ENTRIES SUPPLIED: Begin
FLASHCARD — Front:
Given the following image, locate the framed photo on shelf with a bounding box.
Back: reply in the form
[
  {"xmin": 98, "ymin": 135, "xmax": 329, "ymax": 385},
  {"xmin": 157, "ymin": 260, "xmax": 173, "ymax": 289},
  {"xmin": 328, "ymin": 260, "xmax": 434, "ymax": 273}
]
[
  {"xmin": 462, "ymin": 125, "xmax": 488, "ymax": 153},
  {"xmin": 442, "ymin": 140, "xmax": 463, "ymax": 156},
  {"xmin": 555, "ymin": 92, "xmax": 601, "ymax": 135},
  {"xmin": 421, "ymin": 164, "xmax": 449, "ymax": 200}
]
ENTRIES SUPPLIED: End
ENTRIES SUPPLIED: Begin
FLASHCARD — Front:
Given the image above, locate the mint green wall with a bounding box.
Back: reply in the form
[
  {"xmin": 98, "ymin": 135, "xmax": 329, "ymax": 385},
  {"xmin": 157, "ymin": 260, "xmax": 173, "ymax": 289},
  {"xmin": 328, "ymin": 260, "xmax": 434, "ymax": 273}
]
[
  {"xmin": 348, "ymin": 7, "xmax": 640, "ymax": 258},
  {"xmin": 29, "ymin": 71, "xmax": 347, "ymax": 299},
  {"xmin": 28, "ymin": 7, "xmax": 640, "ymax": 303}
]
ENTRIES SUPPLIED: End
• TASK INSTRUCTIONS
Please go through each line of the data and count those that contain the string "image"; give that number alone.

• YOUR RESPONSE
2